Problem to work on:
Extract every line in the rows below that contains the string "wing", and list those lines as they appear.

━━━━━ Supplied records ━━━━━

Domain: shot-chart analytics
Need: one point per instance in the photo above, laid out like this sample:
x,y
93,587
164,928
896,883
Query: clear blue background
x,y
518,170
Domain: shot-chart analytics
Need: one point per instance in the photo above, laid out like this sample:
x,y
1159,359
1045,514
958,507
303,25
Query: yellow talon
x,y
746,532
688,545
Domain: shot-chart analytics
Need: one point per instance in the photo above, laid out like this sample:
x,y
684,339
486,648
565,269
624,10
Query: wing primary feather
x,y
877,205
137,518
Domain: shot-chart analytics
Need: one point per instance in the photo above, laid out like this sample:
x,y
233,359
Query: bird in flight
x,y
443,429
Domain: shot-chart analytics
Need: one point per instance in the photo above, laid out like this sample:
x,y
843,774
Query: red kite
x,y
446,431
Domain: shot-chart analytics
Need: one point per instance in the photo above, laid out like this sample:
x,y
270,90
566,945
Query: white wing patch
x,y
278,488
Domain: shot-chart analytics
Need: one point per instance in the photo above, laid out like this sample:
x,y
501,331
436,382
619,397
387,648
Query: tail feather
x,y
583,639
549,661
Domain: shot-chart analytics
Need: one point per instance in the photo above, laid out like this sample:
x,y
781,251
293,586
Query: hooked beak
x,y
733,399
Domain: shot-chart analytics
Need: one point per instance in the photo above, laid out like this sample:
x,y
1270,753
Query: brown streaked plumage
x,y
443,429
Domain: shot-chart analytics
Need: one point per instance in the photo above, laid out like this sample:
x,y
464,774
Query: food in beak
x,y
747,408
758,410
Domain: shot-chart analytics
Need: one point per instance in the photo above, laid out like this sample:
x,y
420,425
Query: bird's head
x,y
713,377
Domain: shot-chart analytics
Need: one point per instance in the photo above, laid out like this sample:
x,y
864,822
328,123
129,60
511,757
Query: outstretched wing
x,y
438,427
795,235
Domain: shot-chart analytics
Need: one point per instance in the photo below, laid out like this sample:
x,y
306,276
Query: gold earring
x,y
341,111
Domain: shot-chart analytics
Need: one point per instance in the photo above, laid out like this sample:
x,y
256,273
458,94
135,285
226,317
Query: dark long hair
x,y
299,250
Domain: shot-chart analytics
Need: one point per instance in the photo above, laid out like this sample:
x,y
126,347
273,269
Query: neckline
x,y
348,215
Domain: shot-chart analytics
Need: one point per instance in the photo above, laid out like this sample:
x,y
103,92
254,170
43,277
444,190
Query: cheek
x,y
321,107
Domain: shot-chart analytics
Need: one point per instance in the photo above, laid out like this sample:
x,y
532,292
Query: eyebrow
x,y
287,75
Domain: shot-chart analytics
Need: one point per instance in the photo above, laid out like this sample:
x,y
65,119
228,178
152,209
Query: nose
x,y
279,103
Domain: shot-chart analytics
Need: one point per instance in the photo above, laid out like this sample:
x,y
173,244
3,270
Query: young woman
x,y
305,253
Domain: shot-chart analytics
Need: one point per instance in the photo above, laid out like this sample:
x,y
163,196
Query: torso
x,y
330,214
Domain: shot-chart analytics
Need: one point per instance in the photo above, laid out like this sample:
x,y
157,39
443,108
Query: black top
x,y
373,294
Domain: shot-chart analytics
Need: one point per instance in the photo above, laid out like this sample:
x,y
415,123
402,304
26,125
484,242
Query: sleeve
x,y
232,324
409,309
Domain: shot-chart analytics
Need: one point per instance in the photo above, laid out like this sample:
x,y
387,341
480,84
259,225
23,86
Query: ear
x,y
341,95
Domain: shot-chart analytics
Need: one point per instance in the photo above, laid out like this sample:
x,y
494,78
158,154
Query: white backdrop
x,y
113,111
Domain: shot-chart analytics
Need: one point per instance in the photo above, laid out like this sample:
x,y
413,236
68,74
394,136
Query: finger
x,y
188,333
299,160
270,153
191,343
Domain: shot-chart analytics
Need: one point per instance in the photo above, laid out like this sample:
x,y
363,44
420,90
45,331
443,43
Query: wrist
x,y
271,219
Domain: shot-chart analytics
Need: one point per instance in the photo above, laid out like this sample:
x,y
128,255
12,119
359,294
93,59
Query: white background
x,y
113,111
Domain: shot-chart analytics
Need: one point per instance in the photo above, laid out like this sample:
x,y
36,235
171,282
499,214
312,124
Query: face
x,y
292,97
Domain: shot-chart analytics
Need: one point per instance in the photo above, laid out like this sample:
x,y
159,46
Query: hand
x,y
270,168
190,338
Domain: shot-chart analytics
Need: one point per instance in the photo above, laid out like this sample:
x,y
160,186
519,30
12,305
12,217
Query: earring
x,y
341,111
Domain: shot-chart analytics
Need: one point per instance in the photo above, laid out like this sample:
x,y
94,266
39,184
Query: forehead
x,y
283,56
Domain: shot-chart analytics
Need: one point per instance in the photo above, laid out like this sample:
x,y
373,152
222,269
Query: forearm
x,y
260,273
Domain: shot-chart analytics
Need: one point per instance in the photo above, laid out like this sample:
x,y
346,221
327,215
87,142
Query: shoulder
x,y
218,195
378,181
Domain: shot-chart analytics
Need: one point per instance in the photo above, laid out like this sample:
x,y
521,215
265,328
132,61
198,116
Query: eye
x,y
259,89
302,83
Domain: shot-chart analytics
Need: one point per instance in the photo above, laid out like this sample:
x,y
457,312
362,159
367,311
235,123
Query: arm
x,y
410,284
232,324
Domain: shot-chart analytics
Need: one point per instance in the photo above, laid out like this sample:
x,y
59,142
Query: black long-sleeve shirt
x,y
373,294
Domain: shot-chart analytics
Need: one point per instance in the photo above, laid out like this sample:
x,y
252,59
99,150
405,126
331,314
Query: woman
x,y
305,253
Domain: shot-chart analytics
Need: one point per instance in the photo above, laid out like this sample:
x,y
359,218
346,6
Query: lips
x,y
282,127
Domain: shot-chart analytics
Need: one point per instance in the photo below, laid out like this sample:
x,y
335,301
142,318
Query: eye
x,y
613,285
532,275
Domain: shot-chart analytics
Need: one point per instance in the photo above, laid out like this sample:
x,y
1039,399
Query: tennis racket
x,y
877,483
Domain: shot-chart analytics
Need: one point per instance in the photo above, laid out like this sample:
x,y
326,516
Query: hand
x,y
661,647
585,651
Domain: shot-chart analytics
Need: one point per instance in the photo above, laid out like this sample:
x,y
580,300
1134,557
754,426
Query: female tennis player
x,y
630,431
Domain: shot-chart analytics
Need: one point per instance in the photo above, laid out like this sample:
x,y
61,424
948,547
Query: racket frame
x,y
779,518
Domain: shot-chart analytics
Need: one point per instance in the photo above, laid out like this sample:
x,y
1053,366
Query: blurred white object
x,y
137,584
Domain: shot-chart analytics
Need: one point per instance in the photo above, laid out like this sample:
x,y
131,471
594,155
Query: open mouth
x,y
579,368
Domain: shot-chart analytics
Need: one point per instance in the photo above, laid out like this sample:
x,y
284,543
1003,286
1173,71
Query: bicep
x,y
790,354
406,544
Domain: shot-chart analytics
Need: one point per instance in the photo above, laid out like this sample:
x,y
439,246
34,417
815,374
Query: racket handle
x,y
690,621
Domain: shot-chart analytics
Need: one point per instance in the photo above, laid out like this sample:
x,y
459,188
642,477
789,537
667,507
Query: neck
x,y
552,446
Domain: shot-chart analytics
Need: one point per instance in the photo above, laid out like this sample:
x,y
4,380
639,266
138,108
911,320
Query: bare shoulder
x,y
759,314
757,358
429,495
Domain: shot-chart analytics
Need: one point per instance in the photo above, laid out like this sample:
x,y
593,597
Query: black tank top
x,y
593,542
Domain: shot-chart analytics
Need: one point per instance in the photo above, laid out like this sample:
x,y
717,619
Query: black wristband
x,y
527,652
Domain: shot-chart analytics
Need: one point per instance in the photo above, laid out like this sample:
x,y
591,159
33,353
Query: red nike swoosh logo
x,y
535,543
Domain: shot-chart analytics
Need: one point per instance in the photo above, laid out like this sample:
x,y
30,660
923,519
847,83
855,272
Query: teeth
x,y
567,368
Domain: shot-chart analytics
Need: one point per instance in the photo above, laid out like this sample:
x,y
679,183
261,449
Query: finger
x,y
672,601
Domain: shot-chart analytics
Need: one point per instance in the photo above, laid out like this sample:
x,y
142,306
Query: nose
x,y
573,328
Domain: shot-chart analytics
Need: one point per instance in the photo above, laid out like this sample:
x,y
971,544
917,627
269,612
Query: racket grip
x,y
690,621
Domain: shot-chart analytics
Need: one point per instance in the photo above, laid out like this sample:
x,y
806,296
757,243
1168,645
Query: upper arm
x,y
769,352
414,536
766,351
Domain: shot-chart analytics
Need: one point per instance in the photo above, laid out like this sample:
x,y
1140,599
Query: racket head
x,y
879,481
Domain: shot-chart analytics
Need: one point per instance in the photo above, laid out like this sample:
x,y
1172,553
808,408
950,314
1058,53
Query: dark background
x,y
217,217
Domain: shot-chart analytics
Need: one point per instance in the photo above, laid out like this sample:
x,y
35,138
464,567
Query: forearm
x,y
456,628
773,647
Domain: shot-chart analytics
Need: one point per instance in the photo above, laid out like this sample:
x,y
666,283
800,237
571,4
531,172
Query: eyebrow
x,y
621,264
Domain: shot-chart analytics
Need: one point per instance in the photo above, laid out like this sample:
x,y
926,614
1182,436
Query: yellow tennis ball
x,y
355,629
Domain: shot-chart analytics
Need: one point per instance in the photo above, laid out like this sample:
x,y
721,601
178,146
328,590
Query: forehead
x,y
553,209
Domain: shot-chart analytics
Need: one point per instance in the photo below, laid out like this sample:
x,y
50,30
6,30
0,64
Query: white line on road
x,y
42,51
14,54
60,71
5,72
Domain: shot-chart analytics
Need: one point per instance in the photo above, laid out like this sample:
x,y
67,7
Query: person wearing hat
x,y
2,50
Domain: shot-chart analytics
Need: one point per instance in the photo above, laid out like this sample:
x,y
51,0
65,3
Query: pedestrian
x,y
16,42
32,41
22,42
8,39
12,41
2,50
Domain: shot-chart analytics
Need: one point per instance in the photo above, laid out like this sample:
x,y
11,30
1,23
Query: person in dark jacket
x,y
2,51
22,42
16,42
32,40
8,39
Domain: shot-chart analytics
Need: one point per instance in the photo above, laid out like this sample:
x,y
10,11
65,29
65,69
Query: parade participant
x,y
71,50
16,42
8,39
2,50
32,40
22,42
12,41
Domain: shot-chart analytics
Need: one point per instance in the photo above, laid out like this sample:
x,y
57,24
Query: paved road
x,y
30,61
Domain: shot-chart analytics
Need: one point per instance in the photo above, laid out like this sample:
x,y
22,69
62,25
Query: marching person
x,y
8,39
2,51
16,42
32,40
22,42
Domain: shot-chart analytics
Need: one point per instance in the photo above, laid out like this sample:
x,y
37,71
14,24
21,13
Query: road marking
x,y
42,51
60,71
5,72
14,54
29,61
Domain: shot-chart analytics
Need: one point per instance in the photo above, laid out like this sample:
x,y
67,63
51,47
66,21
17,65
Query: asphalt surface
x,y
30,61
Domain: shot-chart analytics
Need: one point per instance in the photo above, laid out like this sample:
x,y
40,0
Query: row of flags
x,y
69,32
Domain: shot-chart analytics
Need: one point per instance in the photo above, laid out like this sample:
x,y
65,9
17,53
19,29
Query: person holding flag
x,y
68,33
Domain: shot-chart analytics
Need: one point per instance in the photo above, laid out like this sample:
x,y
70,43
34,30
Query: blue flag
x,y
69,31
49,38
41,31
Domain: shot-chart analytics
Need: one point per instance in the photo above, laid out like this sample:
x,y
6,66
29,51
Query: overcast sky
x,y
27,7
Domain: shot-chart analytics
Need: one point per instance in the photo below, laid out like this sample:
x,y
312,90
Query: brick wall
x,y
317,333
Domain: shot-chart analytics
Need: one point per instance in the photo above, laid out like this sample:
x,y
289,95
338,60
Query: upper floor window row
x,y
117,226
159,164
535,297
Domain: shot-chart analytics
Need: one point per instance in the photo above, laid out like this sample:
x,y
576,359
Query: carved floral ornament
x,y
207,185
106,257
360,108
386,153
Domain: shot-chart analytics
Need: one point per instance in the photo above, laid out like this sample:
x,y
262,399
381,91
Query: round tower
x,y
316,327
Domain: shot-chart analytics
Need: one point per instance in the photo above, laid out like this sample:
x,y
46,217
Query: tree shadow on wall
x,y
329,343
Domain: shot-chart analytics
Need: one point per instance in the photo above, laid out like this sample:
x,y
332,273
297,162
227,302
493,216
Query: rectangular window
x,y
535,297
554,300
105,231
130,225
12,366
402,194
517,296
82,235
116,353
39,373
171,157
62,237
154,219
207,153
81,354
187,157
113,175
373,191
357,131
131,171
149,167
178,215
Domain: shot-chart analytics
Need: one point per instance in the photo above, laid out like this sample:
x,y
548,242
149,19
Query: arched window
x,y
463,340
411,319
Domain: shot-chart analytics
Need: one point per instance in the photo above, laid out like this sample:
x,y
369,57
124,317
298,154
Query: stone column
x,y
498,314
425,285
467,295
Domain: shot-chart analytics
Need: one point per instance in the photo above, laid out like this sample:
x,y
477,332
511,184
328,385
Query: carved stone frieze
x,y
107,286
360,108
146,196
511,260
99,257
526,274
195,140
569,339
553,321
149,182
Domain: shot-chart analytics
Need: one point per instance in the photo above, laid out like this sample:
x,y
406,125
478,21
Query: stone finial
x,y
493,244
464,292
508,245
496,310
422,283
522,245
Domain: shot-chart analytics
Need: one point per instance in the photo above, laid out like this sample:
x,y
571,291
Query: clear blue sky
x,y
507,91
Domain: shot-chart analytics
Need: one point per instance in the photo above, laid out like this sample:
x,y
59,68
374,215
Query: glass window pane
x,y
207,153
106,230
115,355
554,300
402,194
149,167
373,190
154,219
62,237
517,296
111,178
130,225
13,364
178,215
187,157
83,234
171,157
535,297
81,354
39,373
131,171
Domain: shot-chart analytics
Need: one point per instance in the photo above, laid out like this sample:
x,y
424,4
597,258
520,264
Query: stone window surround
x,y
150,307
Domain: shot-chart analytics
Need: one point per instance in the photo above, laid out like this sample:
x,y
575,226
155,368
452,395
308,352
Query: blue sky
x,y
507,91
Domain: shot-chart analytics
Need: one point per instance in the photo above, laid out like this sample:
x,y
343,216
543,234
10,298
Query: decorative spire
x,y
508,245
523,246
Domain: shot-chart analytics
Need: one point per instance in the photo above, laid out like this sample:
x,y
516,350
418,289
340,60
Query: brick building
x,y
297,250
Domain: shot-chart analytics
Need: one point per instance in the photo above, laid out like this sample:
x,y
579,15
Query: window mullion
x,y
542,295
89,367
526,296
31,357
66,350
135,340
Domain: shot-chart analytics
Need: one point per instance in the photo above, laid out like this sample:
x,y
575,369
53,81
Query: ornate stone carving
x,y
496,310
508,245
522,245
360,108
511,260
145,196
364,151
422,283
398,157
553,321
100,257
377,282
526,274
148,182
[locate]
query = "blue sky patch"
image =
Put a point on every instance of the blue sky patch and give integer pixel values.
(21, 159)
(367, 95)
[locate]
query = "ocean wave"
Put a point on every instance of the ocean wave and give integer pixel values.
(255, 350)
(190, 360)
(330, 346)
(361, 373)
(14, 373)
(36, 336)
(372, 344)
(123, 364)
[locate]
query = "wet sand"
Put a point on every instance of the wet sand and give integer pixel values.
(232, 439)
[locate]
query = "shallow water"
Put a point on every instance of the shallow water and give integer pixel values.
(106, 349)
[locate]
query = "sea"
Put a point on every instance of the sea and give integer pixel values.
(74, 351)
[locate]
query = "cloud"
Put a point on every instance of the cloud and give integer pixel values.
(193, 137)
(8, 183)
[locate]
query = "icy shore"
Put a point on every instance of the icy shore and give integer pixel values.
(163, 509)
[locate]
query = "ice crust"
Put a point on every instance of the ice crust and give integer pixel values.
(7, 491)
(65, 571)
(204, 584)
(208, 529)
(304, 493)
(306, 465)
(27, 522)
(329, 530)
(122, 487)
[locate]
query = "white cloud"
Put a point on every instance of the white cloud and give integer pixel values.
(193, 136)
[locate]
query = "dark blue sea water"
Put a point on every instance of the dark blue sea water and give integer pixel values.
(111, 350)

━━━━━

Response to the task:
Query: wing primary feather
Query: white wing patch
Query: outstretched wing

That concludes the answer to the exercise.